Goal of the exercise —
Print the lines below word for word, starting at the line that contains "Drill #6 — Where does the window glass" and ending at the line that contains "0;0;640;128", with both of those lines included.
*** Task data
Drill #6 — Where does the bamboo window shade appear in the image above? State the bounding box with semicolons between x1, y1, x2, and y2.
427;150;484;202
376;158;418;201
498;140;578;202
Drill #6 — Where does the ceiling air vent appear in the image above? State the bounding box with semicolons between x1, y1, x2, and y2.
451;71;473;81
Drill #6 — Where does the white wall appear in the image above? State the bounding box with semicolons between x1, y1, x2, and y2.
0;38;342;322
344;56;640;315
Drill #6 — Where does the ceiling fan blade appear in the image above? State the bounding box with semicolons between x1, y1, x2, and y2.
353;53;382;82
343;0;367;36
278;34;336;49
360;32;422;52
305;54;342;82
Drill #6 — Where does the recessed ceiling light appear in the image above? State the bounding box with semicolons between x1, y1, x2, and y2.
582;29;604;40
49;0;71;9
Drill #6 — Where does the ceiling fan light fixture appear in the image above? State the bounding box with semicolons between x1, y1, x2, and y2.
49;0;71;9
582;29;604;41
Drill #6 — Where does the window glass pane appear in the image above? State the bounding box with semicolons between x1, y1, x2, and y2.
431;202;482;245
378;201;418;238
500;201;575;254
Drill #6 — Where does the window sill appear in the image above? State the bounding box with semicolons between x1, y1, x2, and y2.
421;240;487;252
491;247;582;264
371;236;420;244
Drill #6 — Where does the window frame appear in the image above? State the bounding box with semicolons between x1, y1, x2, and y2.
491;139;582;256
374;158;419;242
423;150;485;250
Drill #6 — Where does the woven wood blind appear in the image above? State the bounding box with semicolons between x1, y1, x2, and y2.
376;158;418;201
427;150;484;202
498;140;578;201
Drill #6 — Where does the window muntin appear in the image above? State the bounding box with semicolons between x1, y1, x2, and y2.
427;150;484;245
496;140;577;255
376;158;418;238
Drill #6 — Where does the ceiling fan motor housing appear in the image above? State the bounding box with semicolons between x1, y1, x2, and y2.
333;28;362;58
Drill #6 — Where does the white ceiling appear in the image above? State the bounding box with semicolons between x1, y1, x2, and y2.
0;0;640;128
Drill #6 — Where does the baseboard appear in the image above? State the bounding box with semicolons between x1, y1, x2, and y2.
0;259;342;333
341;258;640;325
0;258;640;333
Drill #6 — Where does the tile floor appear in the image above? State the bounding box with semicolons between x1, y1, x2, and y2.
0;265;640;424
******
Answer —
Drill #6 — Where does the window glass pane appear in the image above? State the bounding box with semicolons between x1, y1, x2, and y2.
431;202;482;245
378;201;418;238
500;201;575;254
Drill #6 — Where does the window sill appear in the image above? State the bounding box with semicolons between x1, y1, x2, and y2.
421;240;487;252
491;247;582;264
371;236;420;244
Drill #6 — Where does the window frame appear in the image above? State the bounding box with semicolons between x1, y1, x2, and y2.
491;139;582;256
374;158;419;242
423;150;485;250
Drill #6 — Where does the woven wood blind appear in the image above? State the bounding box with semicolons between x1, y1, x2, and y2.
376;158;418;201
427;150;484;202
498;140;578;201
Drill #6 — Where does the window muntin appear in the image above? State the bounding box with semicolons between x1, y1, x2, and y2.
427;150;484;245
496;140;577;255
376;158;418;238
Drill #6 — Where does the ceiling fan motor housing appear in the image above? State the bounding box with semicolons between x1, y1, x2, and y2.
333;28;362;58
Drill #6 — Where does the white ceiling appear in the image above? State the bounding box with semicolons between x1, y1, x2, and y2.
0;0;640;128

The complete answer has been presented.